■ **Extract**:
__________
Arabic Question Answering with LoRA Fine-tuning

A fine-tuned T5 model for Arabic Question Answering using Low-Rank Adaptation (LoRA) on the AraT5v2-base-1024 model.

Model Details

Model Description

This model is a fine-tuned version of UBC-NLP/AraT5v2-base-1024 for extractive question answering tasks on Arabic text. The model uses LoRA (Low-Rank Adaptation) for efficient fine-tuning, making it parameter-efficient while maintaining high performance on Arabic QA tasks.

The model takes a question and context as input and generates the answer extracted from the provided context, following the SQuAD-style question answering format.

  • Developed by: Diaa Essam
  • Model type: Seq2Seq Question Answering
  • Language(s) (NLP): Arabic (ar)
  • License: MIT
  • Finetuned from model: UBC-NLP/AraT5v2-base-1024

Model Sources

Uses

Direct Use

The model can be directly used for Arabic Question Answering tasks without additional fine-tuning. It's suitable for:

  • Extracting answers from Arabic documents and articles
  • Building Arabic reading comprehension systems
  • Information retrieval from Arabic text
  • Arabic chatbots and conversational AI
  • Educational applications for Arabic language learning

Downstream Use

The model can be further fine-tuned for:

  • Domain-specific QA (medical, legal, technical Arabic text)
  • Multi-hop question answering
  • Conversational question answering
  • Arabic summarization tasks

Out-of-Scope Use

  • Non-Arabic text (the model is trained exclusively on Arabic)
  • Open-domain question answering without context
  • Generating answers not present in the provided context
  • Real-time applications requiring sub-millisecond latency without optimization
  • Questions in other languages or code-switched text

Bias, Risks, and Limitations

  • The model's performance may vary across different Arabic dialects and writing styles
  • Answer extraction accuracy depends on context quality and may be lower for informal or dialectal Arabic
  • The model may struggle with complex reasoning or multi-hop questions
  • Performance depends on the quality and clarity of the provided context
  • The model is optimized for extractive QA and may not perform well on generative or abstractive tasks

Recommendations

Users should be aware of the model's limitations regarding:

  • Dialectal variations in Arabic text
  • Context length (maximum 1024 tokens)
__________
■ **Dataset content**:

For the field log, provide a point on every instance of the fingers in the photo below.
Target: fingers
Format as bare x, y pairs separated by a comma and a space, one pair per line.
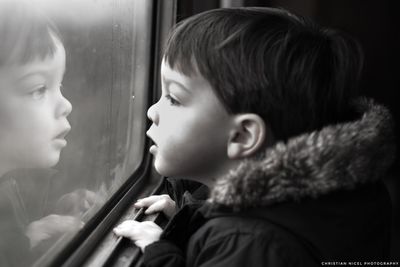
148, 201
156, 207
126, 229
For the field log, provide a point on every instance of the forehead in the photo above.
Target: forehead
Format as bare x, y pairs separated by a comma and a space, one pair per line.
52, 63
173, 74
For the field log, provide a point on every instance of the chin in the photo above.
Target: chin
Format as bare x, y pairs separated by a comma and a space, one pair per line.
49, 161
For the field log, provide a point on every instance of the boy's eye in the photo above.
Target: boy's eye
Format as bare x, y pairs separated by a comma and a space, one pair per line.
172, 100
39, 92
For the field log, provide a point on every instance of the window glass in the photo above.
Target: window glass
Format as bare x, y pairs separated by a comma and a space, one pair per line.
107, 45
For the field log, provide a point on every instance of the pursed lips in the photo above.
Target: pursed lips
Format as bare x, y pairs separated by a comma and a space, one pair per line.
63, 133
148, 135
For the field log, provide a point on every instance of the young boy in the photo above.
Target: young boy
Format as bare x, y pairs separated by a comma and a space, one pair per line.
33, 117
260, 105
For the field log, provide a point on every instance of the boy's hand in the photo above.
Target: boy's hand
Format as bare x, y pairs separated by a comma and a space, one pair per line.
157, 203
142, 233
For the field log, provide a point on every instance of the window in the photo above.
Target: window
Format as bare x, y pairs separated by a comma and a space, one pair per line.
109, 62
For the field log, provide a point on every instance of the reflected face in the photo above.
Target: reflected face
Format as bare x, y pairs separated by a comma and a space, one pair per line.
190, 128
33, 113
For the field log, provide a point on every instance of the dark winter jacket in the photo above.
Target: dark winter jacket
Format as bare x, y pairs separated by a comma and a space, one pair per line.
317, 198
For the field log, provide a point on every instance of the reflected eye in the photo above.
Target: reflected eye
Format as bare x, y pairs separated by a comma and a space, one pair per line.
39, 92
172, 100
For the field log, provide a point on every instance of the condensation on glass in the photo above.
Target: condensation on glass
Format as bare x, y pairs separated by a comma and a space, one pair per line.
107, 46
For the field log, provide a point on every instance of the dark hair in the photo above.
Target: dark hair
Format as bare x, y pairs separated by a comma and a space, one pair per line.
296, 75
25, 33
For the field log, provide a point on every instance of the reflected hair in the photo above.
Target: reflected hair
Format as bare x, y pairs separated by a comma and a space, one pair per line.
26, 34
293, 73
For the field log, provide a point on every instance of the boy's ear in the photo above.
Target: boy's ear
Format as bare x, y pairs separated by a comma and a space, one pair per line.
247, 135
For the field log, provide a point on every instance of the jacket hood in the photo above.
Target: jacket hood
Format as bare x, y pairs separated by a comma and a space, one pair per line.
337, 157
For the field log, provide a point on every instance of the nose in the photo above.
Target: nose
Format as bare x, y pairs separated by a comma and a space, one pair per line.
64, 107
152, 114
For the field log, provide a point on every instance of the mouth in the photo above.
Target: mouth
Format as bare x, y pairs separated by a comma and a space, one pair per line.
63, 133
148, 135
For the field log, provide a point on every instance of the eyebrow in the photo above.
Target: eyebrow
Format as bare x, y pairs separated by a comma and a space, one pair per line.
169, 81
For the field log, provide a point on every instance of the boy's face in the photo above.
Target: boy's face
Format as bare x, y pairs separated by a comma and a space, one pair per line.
__________
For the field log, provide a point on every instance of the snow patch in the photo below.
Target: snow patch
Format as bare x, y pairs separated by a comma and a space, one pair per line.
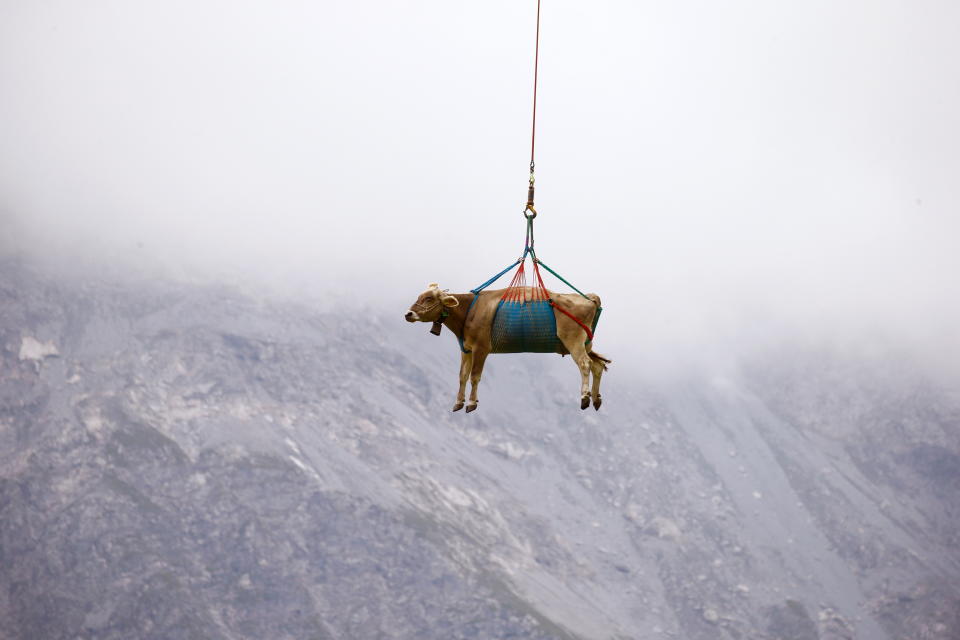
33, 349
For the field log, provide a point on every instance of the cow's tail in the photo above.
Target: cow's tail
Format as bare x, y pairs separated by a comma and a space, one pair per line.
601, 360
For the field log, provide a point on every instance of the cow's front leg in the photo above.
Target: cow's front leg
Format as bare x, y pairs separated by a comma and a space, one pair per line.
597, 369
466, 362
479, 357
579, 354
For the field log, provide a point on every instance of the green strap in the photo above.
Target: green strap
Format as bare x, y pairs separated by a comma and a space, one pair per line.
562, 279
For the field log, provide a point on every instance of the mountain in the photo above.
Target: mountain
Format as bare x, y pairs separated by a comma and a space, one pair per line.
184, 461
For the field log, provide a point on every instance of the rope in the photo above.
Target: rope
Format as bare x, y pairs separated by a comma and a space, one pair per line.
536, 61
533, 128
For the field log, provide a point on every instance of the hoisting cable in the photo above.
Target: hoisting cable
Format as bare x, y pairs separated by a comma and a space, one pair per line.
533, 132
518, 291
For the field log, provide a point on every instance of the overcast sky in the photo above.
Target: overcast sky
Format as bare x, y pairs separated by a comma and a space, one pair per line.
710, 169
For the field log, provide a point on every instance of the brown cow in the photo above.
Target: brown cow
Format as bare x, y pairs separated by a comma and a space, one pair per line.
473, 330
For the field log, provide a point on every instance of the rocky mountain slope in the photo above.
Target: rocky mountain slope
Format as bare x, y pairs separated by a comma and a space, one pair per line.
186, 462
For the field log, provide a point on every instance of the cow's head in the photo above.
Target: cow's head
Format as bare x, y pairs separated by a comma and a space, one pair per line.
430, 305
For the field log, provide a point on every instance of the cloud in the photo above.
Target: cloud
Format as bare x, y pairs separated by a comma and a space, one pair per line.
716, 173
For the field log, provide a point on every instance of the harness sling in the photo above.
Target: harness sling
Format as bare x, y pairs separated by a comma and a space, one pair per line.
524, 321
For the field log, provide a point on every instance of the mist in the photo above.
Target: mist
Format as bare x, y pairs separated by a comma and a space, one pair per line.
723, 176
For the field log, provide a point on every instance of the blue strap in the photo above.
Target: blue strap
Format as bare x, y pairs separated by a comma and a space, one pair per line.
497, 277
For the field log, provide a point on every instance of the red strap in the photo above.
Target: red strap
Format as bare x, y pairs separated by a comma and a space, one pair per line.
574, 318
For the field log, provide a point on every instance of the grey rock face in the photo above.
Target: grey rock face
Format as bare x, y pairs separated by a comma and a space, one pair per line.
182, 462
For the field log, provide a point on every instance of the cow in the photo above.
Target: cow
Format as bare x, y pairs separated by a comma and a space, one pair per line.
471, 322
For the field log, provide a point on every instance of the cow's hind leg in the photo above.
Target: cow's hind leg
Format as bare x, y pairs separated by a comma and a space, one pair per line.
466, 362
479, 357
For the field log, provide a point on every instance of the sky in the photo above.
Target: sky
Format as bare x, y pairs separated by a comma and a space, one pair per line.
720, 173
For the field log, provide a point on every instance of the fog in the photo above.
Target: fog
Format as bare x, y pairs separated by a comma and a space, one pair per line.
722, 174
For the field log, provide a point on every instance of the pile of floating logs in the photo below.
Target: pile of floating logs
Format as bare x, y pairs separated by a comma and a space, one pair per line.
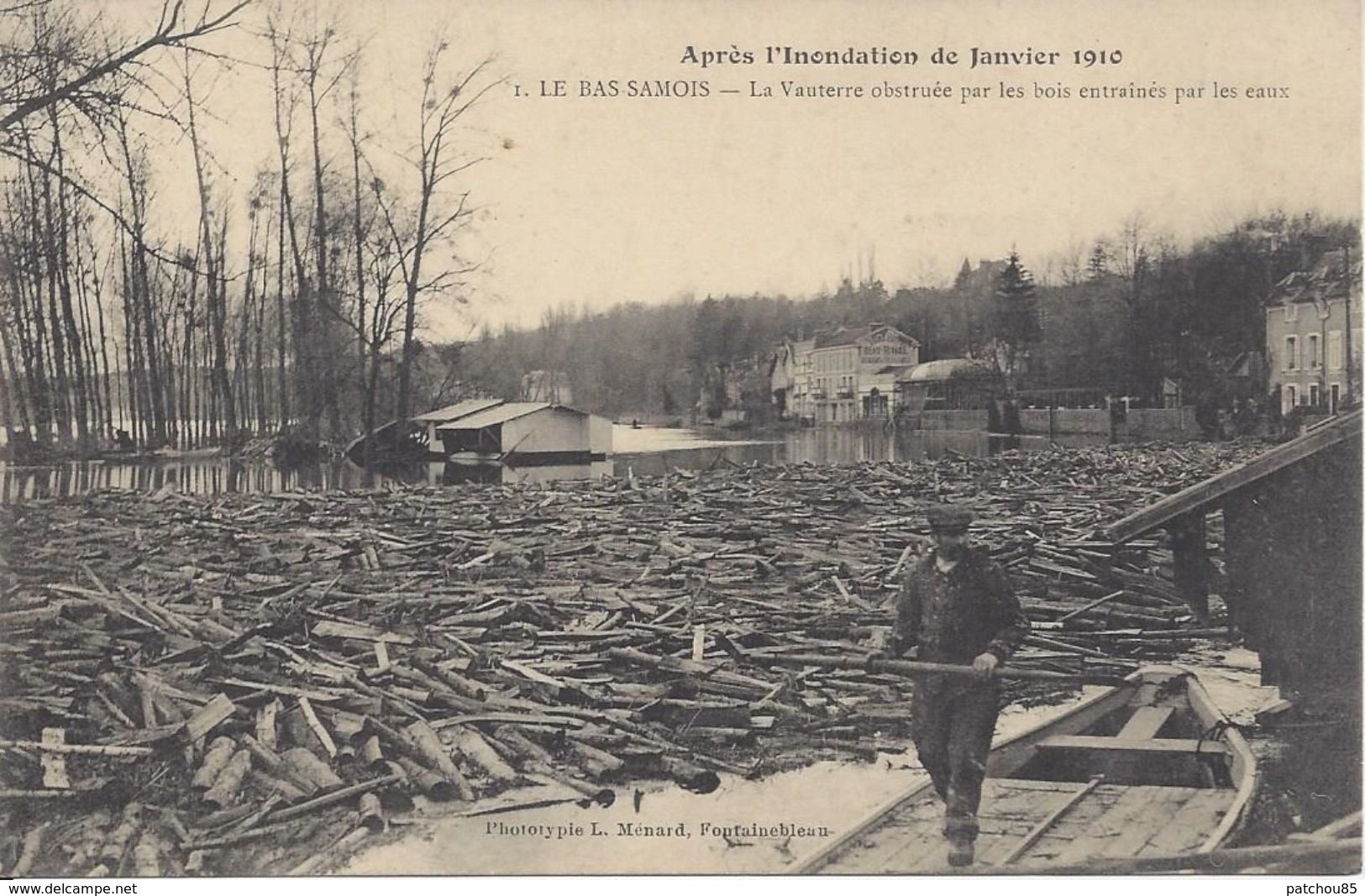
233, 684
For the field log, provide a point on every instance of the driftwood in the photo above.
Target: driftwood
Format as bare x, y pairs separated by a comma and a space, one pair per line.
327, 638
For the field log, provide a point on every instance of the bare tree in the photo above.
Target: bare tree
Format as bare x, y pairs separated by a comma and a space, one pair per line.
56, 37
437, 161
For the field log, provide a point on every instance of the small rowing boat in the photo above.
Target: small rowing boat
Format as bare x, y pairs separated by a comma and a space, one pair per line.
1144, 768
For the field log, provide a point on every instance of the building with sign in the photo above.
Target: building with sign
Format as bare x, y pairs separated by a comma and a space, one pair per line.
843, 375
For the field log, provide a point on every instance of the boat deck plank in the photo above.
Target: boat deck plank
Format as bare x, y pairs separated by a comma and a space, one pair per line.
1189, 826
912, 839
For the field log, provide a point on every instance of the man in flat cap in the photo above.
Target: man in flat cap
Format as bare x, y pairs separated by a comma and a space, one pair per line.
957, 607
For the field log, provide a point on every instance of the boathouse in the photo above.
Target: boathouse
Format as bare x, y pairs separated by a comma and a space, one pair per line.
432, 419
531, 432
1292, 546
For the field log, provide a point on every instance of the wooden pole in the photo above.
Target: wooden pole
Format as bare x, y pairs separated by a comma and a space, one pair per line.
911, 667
__________
■ **Your goal**: Reproduce the Arabic question answering text word for word, starting at "The model can be further" and ending at "exclusively on Arabic)". The material plays no part in what you need to do.

■ **Answer box**:
The model can be further fine-tuned for:

  • Domain-specific QA (medical, legal, technical Arabic text)
  • Multi-hop question answering
  • Conversational question answering
  • Arabic summarization tasks

Out-of-Scope Use

  • Non-Arabic text (the model is trained exclusively on Arabic)